Data -
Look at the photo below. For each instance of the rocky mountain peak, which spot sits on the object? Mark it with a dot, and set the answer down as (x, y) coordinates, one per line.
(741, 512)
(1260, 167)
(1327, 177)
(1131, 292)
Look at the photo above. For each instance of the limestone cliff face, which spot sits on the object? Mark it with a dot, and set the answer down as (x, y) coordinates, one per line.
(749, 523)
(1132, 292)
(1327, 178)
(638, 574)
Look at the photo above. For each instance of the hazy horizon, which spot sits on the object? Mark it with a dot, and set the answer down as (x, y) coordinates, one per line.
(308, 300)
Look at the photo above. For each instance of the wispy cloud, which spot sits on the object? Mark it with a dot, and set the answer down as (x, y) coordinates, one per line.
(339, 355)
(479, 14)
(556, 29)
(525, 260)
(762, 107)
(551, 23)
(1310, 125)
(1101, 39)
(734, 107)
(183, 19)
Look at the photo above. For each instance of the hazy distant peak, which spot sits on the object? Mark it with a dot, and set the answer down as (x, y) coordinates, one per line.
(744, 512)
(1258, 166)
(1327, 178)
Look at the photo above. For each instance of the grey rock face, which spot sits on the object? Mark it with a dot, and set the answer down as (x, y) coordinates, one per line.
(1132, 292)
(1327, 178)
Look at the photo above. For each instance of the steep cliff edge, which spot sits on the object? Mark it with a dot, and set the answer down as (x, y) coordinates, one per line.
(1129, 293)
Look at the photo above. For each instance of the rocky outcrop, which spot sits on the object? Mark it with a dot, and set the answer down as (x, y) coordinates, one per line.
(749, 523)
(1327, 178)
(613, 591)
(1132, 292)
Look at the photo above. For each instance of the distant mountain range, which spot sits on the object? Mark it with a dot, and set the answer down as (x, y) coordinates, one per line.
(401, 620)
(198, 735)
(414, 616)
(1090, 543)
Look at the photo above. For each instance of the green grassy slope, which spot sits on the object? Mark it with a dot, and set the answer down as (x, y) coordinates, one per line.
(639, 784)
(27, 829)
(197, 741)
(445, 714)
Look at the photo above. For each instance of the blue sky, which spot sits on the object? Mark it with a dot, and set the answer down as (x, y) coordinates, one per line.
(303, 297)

What you have to do - Render every one of the records above as a two-column CSV with the header names text and answer. Give one row per record, with each value in a single quoted field and its line breaks replaced by spaces.

Final answer -
text,answer
"Look at the photo below. For each instance of the rocky mountain peak, which spot sits on the object? Mark it with a dot, and set the answer down as (x, y) coordinates, one per line.","(741, 512) (1260, 167) (1327, 177) (1131, 292)"
"Look at the photo above. For each instance of the limestone cliff face, which spot sits on the object? Mark it with a dot, and set the answer down as (x, y) coordinates, one per line.","(749, 523) (1132, 292) (1327, 178) (638, 574)"
"Look at the photo above. For each instance of the hazy horizon, which spot sits on the object? Mark it with a dot, and set the answer down as (x, y) coordinates, one per line.","(308, 300)"
"Look at the photo above. For each instance of the wispy cloud, which spot sits on the object? Mark it with a dot, and set the answer down as (x, y) coordinates, one per line.","(339, 355) (479, 14) (556, 29) (525, 260) (762, 107) (551, 23) (1310, 125) (1101, 39) (734, 107) (183, 19)"
"Look at the photo above. For each instance of the hazy distant peak, which spot sits on the object? Mark it with a dot, and set the answer down as (x, y) coordinates, one per line.","(744, 512) (1258, 166) (1327, 178)"
"Look at the photo above. For each instance of the grey rock face, which spot sits on the object? Mark it with a dot, and set the answer down as (x, y) coordinates, one per line.","(1132, 292) (1327, 178)"
"Look at the photo above. For each instance of the steep cliff edge, which spot sits on the object? Mark it with a dot, and set the answer down as (x, y) coordinates, one per line.","(1129, 293)"
"Look at the photo above. For each instance of the rocky outcrop, which spot sits on the object? Mark it with a dot, and set the answer down as (x, y) coordinates, one per line.","(749, 523) (1327, 178) (613, 591) (1132, 292)"
"Look at the photo above. For each instance of the distant mountain range, which spot sits on the object? Mark it with a dot, and set the answer down as (x, y) coordinates, one per line.","(401, 620) (198, 735) (414, 616) (1090, 543)"
"Look at the photo above. For each instance of the green grassy slope, which spot sits on the object? Mark it with a dot, and set the answer down as (x, y) coordinates, one per line.","(639, 784) (27, 829) (197, 741) (445, 714)"
"Look at the photo above. For each instance of the blue sky, which spot sits on the object? Mark it with a dot, and set the answer down as (x, y) coordinates, one per line.","(303, 297)"